• SUPPLIED PASSAGE
- From: John Walker <john.walker@semaku.com>
- Date: Fri, 9 Oct 2015 13:20:15 +0200 (CEST)
- To: public-hydra@w3.org, public-linked-json@w3.org
On a forthcoming project we need to transfer information/data/content from one system to another. I have questions about the best way to deal with HTML/XML markup. My assumption is we will expose an API of some kind, most likely JSON (ideally JSON-LD). The question is if it is good/best practice to a. include HTML/XML markup in literal values, or b. refer out to a separate resource for these An example of first approach: { "@content": "http://schema.org/", "@id": "#id", "@type": "Product", "mpn": "ABC123", "name": "ACME thingamyjig", "description": "the ACME thingamyjig is our <b>new</b> wonderful product with some <sub>subscript</sub> stuff.<br/>A new line" } For me this is bad because the "description" is a string, but contains HTML markup <br/>. How is a client to know how to process this? Should the "<br/>" be displayed or rendered as a line break? What if the content contains < characters (common for technical products), should these be escaped as HTML entities <? Of course one could add the datatype rdf:HTML for this literal to indicate it is HTML. In our case these literals could be quite large and contain extensive markup. Additionally, if we had these literals directly on the product entities, there would be significant repetition as many products have the same content (DRY). The second option would be to refer to some external resource. { "@content": "http://schema.org/", "@id": "#id", "@type": "Product", "mpn": "ABC123", "name": "ACME thingamyjig", "description": <content/4y7dh2> } This could support conneg allowing to serve multiple representations on a single URL (e.g. HTML, DITA and plain text). Would also reduce repetition and allow for client side caching of these resources. Also would potentially play nicely with things like HTML Imports [4] [5]. IMHO from a principled/architectural perspective the second option is best. However we do not see this second option as a widely deployed pattern. Why is that? To go to other extreme, why not inline images as data URIs in the RDF? Clearly this is possible, but quite uncommon. Clearly developers are comfy with the idea of images as resources, but not textual content. Is that a step too far, is the support lacking in programming languages/libraries? Thoughts/opinions welcome? John [4] http://www.w3.org/TR/html-imports/ [5] http://www.html5rocks.com/en/tutorials/webcomponents/imports/
Received on Friday, 9 October 2015 11:20:48 UTC

• DATA EXTRACT
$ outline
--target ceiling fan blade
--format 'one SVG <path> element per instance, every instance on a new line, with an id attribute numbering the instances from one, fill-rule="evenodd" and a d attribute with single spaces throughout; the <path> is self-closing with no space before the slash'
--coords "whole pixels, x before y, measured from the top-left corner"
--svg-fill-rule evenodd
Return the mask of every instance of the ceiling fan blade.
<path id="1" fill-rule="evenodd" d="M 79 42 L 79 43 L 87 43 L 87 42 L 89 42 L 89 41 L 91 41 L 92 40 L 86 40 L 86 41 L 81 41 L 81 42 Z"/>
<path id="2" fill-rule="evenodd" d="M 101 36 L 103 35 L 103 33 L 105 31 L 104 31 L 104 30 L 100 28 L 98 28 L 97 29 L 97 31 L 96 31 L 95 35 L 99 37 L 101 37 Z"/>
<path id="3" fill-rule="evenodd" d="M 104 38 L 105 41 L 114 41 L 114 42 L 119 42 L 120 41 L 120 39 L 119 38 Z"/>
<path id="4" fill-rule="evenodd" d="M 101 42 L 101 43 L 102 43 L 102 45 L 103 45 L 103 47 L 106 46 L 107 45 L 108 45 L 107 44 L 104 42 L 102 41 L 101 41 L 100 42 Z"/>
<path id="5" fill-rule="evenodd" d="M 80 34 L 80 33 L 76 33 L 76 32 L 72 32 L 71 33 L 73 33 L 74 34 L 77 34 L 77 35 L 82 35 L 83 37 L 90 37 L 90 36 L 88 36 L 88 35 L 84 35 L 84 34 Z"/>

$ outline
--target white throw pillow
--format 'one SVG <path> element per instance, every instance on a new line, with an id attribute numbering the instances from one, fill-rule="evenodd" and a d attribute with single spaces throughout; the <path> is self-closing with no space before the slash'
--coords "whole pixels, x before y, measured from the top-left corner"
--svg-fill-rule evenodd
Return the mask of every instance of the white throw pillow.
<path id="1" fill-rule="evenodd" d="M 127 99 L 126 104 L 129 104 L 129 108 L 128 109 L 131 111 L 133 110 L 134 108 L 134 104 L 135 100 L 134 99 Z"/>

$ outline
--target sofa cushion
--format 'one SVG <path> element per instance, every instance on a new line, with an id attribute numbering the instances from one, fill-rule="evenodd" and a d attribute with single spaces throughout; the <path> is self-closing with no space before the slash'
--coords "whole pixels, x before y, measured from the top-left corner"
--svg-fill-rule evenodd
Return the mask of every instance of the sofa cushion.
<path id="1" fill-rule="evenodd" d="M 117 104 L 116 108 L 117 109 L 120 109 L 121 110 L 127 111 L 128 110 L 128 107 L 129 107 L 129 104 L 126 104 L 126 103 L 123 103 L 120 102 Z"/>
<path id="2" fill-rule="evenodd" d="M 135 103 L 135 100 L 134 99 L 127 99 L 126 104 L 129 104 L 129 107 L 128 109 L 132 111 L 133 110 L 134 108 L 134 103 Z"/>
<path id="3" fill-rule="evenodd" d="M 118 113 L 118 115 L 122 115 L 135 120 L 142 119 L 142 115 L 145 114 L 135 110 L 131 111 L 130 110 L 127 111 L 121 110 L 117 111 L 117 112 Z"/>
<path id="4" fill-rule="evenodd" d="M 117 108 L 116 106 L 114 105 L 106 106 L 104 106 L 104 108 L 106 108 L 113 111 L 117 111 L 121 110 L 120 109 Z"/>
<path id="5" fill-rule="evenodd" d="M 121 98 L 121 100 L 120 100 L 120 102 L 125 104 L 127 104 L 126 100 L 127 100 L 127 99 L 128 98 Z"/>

• STATED GOAL 1
According to the mailing list post, what datatype could be added to a literal to indicate that it is HTML?
• STATED GOAL 2
Reproduce the part of the entries that begins with their first line and ends with the line containing "Return the mask of every instance of the ceiling", with both of those lines included.
The entries are unrelated to the mailing list post.

• TASK SOLUTION 1
rdf:HTML

• TASK SOLUTION 2
$ outline
--target ceiling fan blade
--format 'one SVG <path> element per instance, every instance on a new line, with an id attribute numbering the instances from one, fill-rule="evenodd" and a d attribute with single spaces throughout; the <path> is self-closing with no space before the slash'
--coords "whole pixels, x before y, measured from the top-left corner"
--svg-fill-rule evenodd
Return the mask of every instance of the ceiling fan blade.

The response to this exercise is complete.